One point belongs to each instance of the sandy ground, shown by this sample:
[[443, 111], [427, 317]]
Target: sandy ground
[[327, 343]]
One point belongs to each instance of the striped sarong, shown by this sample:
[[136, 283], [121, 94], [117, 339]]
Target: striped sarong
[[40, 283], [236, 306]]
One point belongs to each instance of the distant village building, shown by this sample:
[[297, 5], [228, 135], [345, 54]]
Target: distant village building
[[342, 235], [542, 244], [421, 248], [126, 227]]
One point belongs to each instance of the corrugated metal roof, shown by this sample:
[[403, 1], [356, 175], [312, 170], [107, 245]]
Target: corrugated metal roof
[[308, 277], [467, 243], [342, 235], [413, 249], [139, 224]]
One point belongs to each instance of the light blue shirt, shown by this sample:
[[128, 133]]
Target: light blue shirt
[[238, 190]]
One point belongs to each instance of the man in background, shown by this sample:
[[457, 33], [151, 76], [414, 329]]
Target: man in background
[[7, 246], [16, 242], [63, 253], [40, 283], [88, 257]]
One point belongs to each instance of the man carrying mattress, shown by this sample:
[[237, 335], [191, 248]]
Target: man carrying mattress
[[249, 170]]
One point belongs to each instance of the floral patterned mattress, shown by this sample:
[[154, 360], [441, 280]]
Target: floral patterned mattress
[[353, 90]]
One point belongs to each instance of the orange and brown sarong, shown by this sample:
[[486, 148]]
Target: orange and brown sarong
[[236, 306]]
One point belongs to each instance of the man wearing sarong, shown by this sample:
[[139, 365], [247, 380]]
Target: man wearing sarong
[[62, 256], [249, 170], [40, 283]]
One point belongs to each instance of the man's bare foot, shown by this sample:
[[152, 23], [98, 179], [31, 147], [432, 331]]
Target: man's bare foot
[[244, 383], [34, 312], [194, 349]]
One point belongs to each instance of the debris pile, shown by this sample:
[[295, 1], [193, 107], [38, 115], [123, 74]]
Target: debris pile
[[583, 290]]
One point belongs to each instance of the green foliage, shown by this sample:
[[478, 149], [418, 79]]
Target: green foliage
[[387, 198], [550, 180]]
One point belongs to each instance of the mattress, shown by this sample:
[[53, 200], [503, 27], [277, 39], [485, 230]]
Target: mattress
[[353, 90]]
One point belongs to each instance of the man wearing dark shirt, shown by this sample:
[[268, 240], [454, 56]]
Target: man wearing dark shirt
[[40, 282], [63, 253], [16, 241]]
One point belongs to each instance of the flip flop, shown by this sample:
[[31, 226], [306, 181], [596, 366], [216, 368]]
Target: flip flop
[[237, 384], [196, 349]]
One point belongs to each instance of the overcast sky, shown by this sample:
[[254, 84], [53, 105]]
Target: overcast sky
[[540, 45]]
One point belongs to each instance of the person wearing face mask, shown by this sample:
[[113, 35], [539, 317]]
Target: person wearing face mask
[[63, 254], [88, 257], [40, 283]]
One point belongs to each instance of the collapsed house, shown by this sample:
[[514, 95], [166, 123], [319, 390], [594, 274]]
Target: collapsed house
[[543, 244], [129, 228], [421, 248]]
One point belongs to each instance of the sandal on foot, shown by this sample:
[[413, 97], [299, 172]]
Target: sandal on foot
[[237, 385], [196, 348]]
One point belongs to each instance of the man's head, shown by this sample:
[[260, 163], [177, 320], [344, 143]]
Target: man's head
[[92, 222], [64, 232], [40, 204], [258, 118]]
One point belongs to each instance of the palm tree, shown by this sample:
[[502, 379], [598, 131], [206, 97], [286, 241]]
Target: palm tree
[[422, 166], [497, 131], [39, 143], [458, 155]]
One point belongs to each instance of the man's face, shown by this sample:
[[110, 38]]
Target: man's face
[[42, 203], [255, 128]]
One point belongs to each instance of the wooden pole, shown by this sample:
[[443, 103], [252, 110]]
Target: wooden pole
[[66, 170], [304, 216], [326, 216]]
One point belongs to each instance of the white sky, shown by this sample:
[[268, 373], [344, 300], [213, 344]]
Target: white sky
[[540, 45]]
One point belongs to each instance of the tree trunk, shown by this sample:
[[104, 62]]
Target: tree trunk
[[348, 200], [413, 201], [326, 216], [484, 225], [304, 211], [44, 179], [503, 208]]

━━━

**ÉNONCÉ DE LA TÂCHE**
Peux-tu renommer « overcast sky » en « cloudy sky » dans le passage allant de la ligne contenant « One point belongs to each instance of the mattress, shown » jusqu'à celle contenant « [[543, 244], [129, 228], [421, 248]] », toutes deux incluses, puis recopier ces lignes sans autre changement ?

**RÉSULTAT OBTENU**
One point belongs to each instance of the mattress, shown by this sample:
[[53, 200], [503, 27], [277, 39], [485, 230]]
Target: mattress
[[353, 90]]
One point belongs to each instance of the man wearing dark shirt, shown by this sample:
[[268, 240], [454, 56]]
Target: man wearing dark shirt
[[40, 282], [63, 253], [16, 241]]
One point belongs to each instance of the flip flop, shown by this sample:
[[31, 226], [306, 181], [596, 366], [216, 368]]
Target: flip flop
[[237, 384], [196, 349]]
One point belongs to each instance of the cloudy sky, shown by this sample:
[[254, 84], [53, 105]]
Target: cloudy sky
[[540, 45]]
One point belongs to each instance of the person wearing face mask, shown by this sample:
[[113, 35], [539, 317]]
Target: person wearing face mask
[[63, 254], [88, 257], [40, 283]]
One point belongs to each instance of the collapsed house, shown by this sample:
[[514, 95], [166, 123], [319, 390], [594, 274]]
Target: collapsed house
[[543, 244], [129, 228], [421, 248]]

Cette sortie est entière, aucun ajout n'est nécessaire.